▼

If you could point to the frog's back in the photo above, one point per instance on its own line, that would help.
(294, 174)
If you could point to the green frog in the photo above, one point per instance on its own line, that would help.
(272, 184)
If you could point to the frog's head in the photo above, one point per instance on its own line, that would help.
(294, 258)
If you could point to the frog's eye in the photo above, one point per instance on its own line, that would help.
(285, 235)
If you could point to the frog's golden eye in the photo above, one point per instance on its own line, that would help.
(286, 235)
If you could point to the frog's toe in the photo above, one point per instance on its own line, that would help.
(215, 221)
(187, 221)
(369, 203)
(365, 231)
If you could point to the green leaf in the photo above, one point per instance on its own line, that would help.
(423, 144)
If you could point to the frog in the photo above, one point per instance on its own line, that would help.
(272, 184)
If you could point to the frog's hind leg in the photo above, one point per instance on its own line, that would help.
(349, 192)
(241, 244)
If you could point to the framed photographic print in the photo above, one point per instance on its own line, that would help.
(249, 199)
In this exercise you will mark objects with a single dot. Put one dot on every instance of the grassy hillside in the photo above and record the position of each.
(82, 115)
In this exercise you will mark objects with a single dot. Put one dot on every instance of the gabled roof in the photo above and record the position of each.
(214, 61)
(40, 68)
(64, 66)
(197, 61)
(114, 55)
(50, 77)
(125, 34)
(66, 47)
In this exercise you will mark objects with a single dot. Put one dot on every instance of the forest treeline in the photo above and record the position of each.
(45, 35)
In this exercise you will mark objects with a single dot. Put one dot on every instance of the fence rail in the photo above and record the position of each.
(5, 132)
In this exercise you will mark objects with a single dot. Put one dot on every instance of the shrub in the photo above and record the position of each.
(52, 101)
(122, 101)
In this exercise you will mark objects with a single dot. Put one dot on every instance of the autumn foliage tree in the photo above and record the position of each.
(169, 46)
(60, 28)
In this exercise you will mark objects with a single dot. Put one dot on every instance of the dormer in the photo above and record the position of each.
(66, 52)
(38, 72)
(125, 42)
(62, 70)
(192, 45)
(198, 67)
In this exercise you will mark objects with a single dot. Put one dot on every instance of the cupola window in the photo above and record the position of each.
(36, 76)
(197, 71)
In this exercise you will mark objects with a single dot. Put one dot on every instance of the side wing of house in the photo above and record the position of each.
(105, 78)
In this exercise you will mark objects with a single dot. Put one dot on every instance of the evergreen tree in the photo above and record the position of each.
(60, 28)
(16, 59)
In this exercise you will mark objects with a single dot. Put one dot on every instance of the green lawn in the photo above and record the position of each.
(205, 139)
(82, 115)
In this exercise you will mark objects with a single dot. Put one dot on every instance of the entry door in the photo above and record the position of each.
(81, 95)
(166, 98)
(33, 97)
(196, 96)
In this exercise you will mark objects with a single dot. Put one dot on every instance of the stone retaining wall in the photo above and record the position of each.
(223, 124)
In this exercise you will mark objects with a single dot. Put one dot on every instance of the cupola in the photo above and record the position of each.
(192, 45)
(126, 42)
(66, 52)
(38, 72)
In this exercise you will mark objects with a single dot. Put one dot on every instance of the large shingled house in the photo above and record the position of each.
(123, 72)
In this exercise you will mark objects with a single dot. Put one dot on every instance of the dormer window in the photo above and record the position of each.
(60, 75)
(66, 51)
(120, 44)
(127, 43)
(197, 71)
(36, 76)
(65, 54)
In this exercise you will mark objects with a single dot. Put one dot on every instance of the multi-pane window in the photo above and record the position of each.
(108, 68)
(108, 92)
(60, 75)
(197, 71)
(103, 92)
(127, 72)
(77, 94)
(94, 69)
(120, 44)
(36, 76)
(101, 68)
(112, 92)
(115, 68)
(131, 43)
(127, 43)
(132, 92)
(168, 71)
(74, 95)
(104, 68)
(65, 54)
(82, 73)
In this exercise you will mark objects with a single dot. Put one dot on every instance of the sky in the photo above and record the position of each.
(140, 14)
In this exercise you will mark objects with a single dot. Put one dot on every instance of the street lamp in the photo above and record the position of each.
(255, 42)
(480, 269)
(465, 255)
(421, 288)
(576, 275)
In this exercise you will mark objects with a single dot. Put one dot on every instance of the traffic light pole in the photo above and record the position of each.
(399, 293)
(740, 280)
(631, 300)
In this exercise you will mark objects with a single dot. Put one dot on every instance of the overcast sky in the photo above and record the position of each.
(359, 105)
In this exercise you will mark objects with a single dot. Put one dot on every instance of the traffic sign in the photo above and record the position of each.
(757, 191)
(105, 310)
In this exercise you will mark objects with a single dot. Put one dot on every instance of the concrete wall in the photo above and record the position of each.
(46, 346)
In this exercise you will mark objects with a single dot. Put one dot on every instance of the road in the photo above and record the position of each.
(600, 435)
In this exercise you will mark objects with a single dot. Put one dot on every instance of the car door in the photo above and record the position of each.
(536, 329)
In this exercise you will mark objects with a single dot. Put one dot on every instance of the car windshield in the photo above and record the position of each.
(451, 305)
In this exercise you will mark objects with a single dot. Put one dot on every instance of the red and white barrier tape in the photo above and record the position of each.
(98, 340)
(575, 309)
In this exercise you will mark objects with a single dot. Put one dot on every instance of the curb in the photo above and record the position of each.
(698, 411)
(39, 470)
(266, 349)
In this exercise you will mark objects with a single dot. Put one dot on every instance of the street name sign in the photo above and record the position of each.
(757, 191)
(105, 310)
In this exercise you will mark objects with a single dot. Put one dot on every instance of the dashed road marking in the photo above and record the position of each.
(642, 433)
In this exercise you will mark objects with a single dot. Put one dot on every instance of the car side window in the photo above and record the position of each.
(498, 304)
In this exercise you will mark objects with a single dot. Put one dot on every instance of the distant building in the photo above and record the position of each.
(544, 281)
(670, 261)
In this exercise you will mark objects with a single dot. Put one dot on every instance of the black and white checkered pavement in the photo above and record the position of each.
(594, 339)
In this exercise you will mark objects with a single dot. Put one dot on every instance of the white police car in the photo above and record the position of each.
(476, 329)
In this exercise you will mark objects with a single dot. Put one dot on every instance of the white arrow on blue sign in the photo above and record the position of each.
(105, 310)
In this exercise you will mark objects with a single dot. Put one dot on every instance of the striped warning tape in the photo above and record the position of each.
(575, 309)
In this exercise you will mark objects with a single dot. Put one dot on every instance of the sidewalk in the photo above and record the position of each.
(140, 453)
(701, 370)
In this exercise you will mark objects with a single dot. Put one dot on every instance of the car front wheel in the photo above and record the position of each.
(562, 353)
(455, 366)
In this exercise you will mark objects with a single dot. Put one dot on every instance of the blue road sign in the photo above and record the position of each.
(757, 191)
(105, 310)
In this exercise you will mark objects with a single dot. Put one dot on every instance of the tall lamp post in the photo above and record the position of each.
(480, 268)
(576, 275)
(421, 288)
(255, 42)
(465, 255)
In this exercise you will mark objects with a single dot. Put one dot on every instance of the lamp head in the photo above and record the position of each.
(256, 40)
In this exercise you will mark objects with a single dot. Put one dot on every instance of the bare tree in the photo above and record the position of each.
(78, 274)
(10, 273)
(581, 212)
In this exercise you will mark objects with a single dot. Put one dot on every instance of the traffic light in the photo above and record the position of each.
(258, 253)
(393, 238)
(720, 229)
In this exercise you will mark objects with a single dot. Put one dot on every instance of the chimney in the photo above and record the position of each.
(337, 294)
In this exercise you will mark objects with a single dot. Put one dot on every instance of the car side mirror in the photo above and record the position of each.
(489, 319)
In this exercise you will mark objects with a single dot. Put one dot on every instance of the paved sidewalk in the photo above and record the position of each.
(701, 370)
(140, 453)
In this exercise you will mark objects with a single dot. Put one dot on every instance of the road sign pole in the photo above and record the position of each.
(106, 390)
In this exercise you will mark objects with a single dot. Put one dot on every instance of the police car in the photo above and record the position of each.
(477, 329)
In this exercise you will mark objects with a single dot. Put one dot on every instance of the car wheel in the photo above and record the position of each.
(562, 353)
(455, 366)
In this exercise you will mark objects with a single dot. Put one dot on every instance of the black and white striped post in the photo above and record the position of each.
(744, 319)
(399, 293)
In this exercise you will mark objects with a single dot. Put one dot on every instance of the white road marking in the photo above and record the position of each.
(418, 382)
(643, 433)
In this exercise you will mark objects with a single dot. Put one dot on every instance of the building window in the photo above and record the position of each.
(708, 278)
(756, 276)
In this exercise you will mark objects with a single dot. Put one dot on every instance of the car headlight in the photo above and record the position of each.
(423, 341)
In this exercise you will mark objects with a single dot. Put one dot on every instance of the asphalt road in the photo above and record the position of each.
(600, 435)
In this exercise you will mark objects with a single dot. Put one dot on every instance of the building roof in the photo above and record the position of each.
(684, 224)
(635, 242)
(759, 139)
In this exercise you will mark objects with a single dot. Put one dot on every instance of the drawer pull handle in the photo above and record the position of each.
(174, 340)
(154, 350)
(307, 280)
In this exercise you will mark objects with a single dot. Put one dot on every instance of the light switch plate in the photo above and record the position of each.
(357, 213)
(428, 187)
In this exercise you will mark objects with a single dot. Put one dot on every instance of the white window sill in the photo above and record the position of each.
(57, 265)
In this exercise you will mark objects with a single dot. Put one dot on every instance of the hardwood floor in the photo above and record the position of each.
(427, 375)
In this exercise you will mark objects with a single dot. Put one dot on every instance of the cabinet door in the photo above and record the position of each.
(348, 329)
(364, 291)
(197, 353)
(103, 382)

▲

● Exercise: Your answer must consist solely of the lines from the one containing "the building roof" through the last line of the entries, reproduced exactly.

● Answer box:
In this exercise you will mark objects with a single dot. Put one dot on every instance of the building roof in the photo above and record the position of each.
(684, 224)
(635, 242)
(759, 139)
In this exercise you will mark objects with a single dot. Put one dot on every instance of the drawer pull handle in the photo above and record the position of each.
(174, 340)
(154, 350)
(307, 280)
In this exercise you will mark objects with a single dot. Put one dot on every instance of the light switch plate in the photo above and record the position of each.
(357, 213)
(428, 187)
In this exercise you will mark objects with a single dot. Put one dot on every instance of the white window sill in the photo above and record the position of each.
(57, 265)
In this exercise you will mark objects with a single dot. Put one dot on every instance of the hardwood floor in the photo above and record the position of each.
(427, 375)
In this exercise you will mark objects with a single dot. Put one dot on every instance of the cabinet door in the photo above and record the position of each.
(348, 329)
(364, 291)
(197, 353)
(103, 382)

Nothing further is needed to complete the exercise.